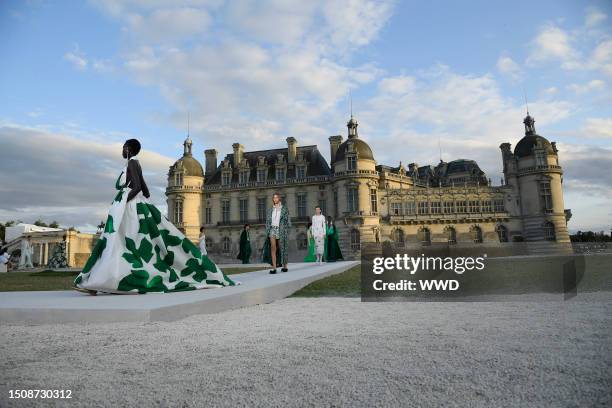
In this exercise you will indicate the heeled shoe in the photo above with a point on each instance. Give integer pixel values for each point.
(88, 291)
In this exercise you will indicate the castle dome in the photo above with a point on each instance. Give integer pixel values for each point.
(531, 139)
(189, 165)
(525, 146)
(359, 146)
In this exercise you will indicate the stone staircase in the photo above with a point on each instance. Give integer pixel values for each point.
(549, 248)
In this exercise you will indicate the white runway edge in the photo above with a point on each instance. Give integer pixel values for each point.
(72, 307)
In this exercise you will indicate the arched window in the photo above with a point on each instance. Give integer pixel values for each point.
(476, 232)
(302, 241)
(227, 245)
(424, 236)
(355, 240)
(549, 231)
(398, 237)
(451, 235)
(502, 233)
(178, 212)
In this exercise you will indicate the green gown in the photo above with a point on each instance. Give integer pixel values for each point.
(245, 247)
(333, 252)
(311, 257)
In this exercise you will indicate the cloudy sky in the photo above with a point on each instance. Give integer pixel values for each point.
(77, 79)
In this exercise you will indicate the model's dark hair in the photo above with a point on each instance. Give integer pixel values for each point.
(134, 146)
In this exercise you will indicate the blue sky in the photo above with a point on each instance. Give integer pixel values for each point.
(78, 78)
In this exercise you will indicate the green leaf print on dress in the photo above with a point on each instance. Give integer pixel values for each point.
(141, 251)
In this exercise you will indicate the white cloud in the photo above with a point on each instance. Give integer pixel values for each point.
(76, 58)
(74, 185)
(595, 84)
(507, 66)
(600, 128)
(552, 43)
(595, 17)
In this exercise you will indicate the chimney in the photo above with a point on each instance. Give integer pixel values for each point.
(291, 149)
(238, 150)
(334, 143)
(211, 161)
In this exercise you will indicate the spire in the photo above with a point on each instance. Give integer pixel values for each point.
(529, 121)
(187, 143)
(352, 123)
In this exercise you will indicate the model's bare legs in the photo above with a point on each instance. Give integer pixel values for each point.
(273, 244)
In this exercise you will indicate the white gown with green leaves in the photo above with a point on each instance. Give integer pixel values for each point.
(141, 251)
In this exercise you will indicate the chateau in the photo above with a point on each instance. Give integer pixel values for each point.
(451, 204)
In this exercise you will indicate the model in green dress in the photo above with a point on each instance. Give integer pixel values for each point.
(245, 245)
(333, 248)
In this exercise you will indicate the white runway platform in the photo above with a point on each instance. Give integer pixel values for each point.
(75, 307)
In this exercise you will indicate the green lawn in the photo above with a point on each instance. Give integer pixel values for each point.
(345, 284)
(52, 280)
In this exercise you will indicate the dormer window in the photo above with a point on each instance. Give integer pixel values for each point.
(178, 179)
(300, 172)
(262, 175)
(244, 176)
(351, 163)
(280, 174)
(541, 157)
(226, 178)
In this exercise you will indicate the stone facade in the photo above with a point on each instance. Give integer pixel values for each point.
(450, 204)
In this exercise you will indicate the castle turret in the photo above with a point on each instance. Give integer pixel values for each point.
(535, 165)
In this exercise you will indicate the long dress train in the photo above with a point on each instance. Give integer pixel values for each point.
(141, 251)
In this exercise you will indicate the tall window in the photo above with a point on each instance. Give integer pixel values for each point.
(502, 233)
(226, 178)
(323, 205)
(244, 176)
(498, 205)
(178, 179)
(396, 208)
(435, 207)
(352, 199)
(546, 196)
(398, 237)
(225, 211)
(461, 206)
(244, 210)
(261, 209)
(280, 174)
(261, 175)
(208, 215)
(474, 206)
(476, 232)
(300, 172)
(351, 162)
(355, 240)
(549, 231)
(227, 245)
(178, 212)
(541, 158)
(486, 206)
(409, 207)
(424, 236)
(335, 203)
(302, 241)
(451, 235)
(423, 207)
(301, 204)
(373, 200)
(448, 207)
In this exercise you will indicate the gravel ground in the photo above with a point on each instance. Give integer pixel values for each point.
(326, 352)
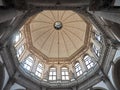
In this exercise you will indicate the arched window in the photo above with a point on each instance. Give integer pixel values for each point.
(65, 73)
(96, 50)
(17, 37)
(39, 70)
(88, 61)
(52, 74)
(28, 63)
(78, 69)
(20, 50)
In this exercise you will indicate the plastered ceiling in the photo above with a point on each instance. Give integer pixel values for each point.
(57, 34)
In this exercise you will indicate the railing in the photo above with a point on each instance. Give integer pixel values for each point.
(57, 83)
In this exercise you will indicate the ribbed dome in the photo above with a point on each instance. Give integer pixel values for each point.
(57, 33)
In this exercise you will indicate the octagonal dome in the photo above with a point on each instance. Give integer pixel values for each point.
(57, 34)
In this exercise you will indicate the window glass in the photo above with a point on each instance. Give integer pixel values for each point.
(96, 50)
(88, 61)
(17, 37)
(78, 69)
(52, 74)
(65, 74)
(28, 63)
(20, 50)
(39, 70)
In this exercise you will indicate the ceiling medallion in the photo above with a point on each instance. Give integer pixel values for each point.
(58, 25)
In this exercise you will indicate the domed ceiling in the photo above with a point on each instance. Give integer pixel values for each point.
(57, 34)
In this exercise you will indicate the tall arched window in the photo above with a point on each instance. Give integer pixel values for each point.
(39, 70)
(96, 50)
(28, 63)
(65, 73)
(52, 74)
(98, 37)
(78, 69)
(17, 37)
(20, 50)
(88, 61)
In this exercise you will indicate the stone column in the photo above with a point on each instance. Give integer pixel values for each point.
(108, 83)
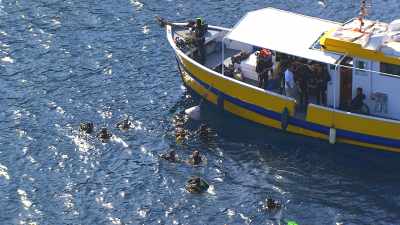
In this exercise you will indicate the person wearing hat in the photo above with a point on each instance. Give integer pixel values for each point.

§ Requirement
Can you write out the data above word for word, from the line with "In this exercise you will indicate the tall arched" up to and including its last line, with the pictures left out?

§ Expected answer
In this exercise you will indicate the tall arched window in the photo above with a point on each instance. Give integer pixel values for each point.
(39, 70)
(96, 50)
(28, 63)
(65, 73)
(52, 74)
(98, 37)
(78, 69)
(17, 37)
(20, 50)
(88, 61)
In this exercise you will indicate the stone column in the photo above with a point on each instance. Give integer pixel values for each point.
(108, 83)
In this exercise you will indicate the person wearing hat in the photo above with a point on each instance. Give integer pixel values for each point.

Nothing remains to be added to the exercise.